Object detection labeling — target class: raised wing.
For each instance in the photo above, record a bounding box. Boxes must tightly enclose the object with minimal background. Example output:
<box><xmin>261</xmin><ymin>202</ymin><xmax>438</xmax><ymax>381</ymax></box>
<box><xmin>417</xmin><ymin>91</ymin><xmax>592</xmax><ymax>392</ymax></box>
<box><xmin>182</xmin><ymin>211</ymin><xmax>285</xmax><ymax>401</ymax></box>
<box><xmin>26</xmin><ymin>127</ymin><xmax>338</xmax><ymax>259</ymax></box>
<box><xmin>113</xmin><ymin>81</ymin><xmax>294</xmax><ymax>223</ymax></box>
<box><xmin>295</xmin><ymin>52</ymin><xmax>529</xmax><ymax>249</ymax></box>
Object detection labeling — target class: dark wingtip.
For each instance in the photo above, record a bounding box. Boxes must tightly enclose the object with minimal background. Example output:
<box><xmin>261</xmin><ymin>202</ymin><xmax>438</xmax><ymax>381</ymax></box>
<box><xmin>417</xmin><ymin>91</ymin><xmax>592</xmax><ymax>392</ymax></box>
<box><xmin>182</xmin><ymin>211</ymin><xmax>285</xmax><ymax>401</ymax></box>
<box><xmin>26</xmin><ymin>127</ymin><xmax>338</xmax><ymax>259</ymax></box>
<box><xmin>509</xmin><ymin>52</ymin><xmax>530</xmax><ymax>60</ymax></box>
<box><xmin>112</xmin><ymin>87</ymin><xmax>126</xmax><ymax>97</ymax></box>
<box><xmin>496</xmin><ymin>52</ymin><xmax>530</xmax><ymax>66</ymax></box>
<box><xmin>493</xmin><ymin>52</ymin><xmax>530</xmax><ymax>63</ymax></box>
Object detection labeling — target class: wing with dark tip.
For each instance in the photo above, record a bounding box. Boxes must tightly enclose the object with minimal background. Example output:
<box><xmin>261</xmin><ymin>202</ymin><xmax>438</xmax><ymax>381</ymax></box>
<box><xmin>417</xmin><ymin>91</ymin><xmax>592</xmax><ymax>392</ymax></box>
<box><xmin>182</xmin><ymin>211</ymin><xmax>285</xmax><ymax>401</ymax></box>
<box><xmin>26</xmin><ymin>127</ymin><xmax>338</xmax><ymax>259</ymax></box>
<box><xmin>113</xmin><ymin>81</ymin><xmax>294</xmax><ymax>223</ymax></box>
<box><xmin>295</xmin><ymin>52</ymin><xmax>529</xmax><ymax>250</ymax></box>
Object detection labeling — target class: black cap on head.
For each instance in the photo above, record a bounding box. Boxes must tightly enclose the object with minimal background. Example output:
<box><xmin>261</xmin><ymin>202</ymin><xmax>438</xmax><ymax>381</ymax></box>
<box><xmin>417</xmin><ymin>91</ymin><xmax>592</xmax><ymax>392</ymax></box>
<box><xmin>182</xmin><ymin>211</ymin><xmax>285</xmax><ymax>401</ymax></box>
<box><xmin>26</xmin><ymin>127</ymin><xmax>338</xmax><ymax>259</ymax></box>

EXERCISE PROMPT: Go through the data above and repeat all of it exactly.

YOUR SOLUTION:
Object detection labeling — target class: raised wing.
For each instance in the photo above, record a bounding box. Boxes must tightly enclose the object with minimal background. Example output:
<box><xmin>261</xmin><ymin>202</ymin><xmax>438</xmax><ymax>381</ymax></box>
<box><xmin>417</xmin><ymin>91</ymin><xmax>592</xmax><ymax>392</ymax></box>
<box><xmin>182</xmin><ymin>211</ymin><xmax>285</xmax><ymax>401</ymax></box>
<box><xmin>26</xmin><ymin>127</ymin><xmax>338</xmax><ymax>259</ymax></box>
<box><xmin>113</xmin><ymin>81</ymin><xmax>294</xmax><ymax>223</ymax></box>
<box><xmin>295</xmin><ymin>52</ymin><xmax>529</xmax><ymax>249</ymax></box>
Object detection labeling — target class: dark wingtip.
For each instance in the photo above, record a bounding box. Boxes must tightly enclose the object with minimal background. Example output:
<box><xmin>261</xmin><ymin>202</ymin><xmax>438</xmax><ymax>381</ymax></box>
<box><xmin>417</xmin><ymin>91</ymin><xmax>592</xmax><ymax>392</ymax></box>
<box><xmin>182</xmin><ymin>211</ymin><xmax>285</xmax><ymax>401</ymax></box>
<box><xmin>26</xmin><ymin>127</ymin><xmax>338</xmax><ymax>259</ymax></box>
<box><xmin>509</xmin><ymin>52</ymin><xmax>530</xmax><ymax>60</ymax></box>
<box><xmin>112</xmin><ymin>87</ymin><xmax>126</xmax><ymax>97</ymax></box>
<box><xmin>496</xmin><ymin>52</ymin><xmax>530</xmax><ymax>66</ymax></box>
<box><xmin>493</xmin><ymin>52</ymin><xmax>530</xmax><ymax>63</ymax></box>
Object detection labeling — target class: wing with dark tip.
For each instance in the photo above, record a bounding box. Boxes must tightly enclose the object with minimal background. Example output:
<box><xmin>261</xmin><ymin>202</ymin><xmax>438</xmax><ymax>381</ymax></box>
<box><xmin>417</xmin><ymin>91</ymin><xmax>592</xmax><ymax>392</ymax></box>
<box><xmin>182</xmin><ymin>211</ymin><xmax>285</xmax><ymax>401</ymax></box>
<box><xmin>26</xmin><ymin>127</ymin><xmax>338</xmax><ymax>259</ymax></box>
<box><xmin>113</xmin><ymin>81</ymin><xmax>294</xmax><ymax>223</ymax></box>
<box><xmin>295</xmin><ymin>52</ymin><xmax>529</xmax><ymax>250</ymax></box>
Object detection labeling — target class: black cap on head.
For each instance in the photo above, record a bounding box. Boxes must tightly enclose the object with minimal background. Example output:
<box><xmin>261</xmin><ymin>202</ymin><xmax>438</xmax><ymax>381</ymax></box>
<box><xmin>417</xmin><ymin>91</ymin><xmax>592</xmax><ymax>392</ymax></box>
<box><xmin>182</xmin><ymin>211</ymin><xmax>285</xmax><ymax>401</ymax></box>
<box><xmin>26</xmin><ymin>127</ymin><xmax>338</xmax><ymax>259</ymax></box>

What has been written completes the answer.